**Required tasks**
A. According to the text on SCN, what percentage of autosomal dominant and sporadic SCN cases have ELA2 mutations as the underlying genetic defect?
B. Summarize the text on SCN in three sentences.

**Text under study**
Although the underlying genetic defect of SCN is not completely understood [1], molecular analysis of our SCN patients indicated different mutations in the ELA2 gene of one patient and in the HAX1 gene of another three patients. Mutations of ELA2 are the underlying genetic defect in 60–80% of autosomal dominant and sporadic cases of SCN [1, 10]. Mutations of HAX1 have recently been introduced as the underlying genetic defect of an autosomal recessive form of SCN [12]. Neutrophil elastase protein has a role in synthesizing the promyelocytes [20] and HAX1 is proposed to have a role in controlling the apoptosis [21]; therefore, increased apoptosis in myeloid progenitor cells could be a mechanism of neutropenia in SCN patients [20, 22]. As there are also some patients without any mutations in above-mentioned genes, it seems that there are still some additional genes in controlling the survival of neutrophils, which should be further investigated by future genetic studies in these patients. Although approximately one fifth of SCN patients are complicated with leukemia during their disease [23], none of our patients have developed myelodysplastic syndromes or acute leukemia until now. This condition has a high correlation with occurrence of CSF3R mutations [24], which were not found in our patients. However, it has not been checked in all patients. Further follow-up studies for CSF3R mutations are also required to estimate the risk of myelodysplasia and leukemia in these patients. Although molecular analysis of SCN patients is useful as a predictor for response to treatment and outcome in SCN patients, the diagnosis rests primarily on the clinical picture of the disorders and cell blood count with manual WBC differentiation [2].

**Data listing**
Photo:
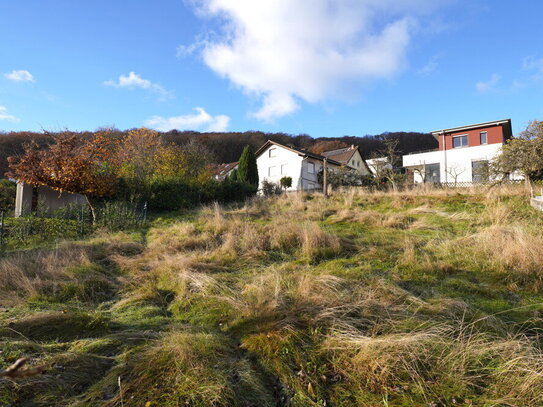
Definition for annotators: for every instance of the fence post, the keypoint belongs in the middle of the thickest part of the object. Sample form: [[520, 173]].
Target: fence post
[[144, 220], [1, 229], [81, 220]]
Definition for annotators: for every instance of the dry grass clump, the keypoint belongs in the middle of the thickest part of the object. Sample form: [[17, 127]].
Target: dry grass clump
[[69, 272], [182, 236], [510, 251], [26, 274], [57, 325], [191, 368], [306, 240], [439, 365]]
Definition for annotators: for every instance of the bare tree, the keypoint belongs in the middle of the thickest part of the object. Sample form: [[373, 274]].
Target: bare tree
[[523, 155]]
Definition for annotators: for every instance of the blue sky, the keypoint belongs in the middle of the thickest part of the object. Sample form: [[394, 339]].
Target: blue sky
[[322, 67]]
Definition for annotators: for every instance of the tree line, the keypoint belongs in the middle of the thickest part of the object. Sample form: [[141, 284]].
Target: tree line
[[228, 146]]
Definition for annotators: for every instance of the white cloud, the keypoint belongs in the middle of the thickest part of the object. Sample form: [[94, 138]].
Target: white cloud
[[430, 67], [199, 121], [534, 65], [488, 86], [4, 115], [133, 80], [20, 76], [311, 50]]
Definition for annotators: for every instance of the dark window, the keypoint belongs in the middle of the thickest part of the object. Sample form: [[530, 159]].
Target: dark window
[[460, 141], [432, 173], [479, 171]]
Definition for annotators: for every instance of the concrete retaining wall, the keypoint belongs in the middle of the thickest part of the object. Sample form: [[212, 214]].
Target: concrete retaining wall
[[537, 202]]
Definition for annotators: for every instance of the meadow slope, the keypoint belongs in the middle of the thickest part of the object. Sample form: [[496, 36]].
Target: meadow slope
[[422, 298]]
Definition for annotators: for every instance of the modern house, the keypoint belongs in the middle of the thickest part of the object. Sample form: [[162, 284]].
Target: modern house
[[463, 154], [276, 161]]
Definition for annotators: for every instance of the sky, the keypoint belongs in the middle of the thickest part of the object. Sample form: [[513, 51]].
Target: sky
[[326, 68]]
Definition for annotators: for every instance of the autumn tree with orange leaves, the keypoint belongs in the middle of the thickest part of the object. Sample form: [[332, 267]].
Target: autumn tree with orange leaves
[[71, 164]]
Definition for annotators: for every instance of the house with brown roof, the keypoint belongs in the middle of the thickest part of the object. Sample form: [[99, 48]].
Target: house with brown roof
[[275, 161], [350, 157]]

**Responses for each task**
A. 60–80%

B. Molecular analysis of the studied SCN patients found an ELA2 mutation in one patient and HAX1 mutations in three others. Because some patients have no mutations in these genes, additional genes that control neutrophil survival likely remain to be identified. None of the patients has developed myelodysplastic syndromes or acute leukemia, and no CSF3R mutations were found, though not all patients were checked; diagnosis still rests mainly on the clinical picture and a blood count with manual WBC differentiation.